**Ejercicio propuesto**
Cuenta cuántas líneas de los registros de abajo contienen la cadena "Provide", distinguiendo entre mayúsculas y minúsculas. Por favor, responde solo con el número.

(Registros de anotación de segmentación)

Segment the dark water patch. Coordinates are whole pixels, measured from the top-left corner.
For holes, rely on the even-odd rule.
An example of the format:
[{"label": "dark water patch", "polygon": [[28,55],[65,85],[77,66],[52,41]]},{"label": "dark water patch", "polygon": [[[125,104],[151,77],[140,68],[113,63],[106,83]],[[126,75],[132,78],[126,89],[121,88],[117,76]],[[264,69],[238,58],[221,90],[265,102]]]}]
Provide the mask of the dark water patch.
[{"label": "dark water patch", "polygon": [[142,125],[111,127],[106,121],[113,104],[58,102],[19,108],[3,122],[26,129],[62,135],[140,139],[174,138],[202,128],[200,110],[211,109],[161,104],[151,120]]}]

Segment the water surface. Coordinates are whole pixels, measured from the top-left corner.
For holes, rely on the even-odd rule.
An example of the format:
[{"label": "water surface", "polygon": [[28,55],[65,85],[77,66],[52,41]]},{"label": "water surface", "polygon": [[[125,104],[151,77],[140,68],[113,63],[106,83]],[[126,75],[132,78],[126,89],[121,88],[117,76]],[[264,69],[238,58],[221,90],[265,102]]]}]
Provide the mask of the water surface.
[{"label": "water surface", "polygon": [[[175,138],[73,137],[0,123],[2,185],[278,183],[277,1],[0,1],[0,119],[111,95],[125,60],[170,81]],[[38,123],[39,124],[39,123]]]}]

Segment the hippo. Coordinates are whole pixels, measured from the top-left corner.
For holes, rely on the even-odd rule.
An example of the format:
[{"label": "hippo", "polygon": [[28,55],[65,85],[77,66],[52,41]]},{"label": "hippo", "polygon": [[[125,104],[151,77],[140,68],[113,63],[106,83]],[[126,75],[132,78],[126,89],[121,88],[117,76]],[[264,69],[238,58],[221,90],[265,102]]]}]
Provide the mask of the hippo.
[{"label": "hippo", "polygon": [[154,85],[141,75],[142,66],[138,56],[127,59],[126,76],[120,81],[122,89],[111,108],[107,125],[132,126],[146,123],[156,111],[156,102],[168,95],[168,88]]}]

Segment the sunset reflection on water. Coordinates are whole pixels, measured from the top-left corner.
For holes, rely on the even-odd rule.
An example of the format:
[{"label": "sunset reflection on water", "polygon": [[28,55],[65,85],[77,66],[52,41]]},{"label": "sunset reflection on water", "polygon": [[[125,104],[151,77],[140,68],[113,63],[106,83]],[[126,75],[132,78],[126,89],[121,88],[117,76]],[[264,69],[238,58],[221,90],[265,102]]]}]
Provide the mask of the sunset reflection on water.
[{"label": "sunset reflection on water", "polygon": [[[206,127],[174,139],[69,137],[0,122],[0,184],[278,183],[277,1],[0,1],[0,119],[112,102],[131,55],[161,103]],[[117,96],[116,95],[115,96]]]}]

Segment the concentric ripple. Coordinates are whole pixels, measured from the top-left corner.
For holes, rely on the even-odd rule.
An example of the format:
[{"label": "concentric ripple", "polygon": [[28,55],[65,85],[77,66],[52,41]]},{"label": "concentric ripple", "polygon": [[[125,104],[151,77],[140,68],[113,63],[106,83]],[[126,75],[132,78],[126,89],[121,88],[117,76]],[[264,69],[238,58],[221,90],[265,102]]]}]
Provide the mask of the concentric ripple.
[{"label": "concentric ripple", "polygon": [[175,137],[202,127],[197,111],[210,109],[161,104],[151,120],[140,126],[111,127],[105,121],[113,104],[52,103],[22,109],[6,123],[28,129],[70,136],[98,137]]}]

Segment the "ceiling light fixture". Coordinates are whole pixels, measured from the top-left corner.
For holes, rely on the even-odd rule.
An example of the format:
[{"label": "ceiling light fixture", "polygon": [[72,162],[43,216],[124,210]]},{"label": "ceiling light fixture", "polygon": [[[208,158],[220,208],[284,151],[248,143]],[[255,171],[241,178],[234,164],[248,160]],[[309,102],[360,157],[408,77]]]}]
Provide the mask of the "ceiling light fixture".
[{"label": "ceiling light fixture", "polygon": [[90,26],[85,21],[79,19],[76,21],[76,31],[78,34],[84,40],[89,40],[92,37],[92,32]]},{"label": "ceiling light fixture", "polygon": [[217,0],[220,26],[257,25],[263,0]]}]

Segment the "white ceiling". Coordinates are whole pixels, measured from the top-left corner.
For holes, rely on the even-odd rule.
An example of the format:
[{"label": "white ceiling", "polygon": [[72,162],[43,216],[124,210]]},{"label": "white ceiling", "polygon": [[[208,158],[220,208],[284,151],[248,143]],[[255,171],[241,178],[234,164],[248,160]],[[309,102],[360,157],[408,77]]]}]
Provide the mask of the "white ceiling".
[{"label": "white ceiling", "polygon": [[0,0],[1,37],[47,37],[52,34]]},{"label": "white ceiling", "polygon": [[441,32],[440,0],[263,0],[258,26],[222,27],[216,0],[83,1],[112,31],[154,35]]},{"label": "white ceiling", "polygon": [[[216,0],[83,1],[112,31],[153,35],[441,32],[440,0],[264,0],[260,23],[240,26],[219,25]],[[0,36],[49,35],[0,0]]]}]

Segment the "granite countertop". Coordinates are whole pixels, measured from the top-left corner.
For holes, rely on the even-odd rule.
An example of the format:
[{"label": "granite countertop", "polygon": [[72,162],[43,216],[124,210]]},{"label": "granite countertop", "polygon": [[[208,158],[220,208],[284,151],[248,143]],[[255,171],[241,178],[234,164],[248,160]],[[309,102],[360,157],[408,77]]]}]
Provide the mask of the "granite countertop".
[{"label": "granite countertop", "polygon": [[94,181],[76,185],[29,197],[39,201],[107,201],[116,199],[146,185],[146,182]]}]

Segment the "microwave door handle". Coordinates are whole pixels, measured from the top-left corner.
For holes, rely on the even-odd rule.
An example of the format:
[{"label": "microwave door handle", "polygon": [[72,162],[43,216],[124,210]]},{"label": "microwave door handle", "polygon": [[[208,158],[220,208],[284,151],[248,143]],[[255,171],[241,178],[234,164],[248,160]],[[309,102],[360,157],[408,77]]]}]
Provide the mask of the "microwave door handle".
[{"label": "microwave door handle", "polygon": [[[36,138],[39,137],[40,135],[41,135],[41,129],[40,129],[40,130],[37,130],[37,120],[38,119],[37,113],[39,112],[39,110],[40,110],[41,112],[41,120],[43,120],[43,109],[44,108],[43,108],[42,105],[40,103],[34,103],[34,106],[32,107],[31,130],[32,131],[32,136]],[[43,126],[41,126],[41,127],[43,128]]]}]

**Respuesta**
9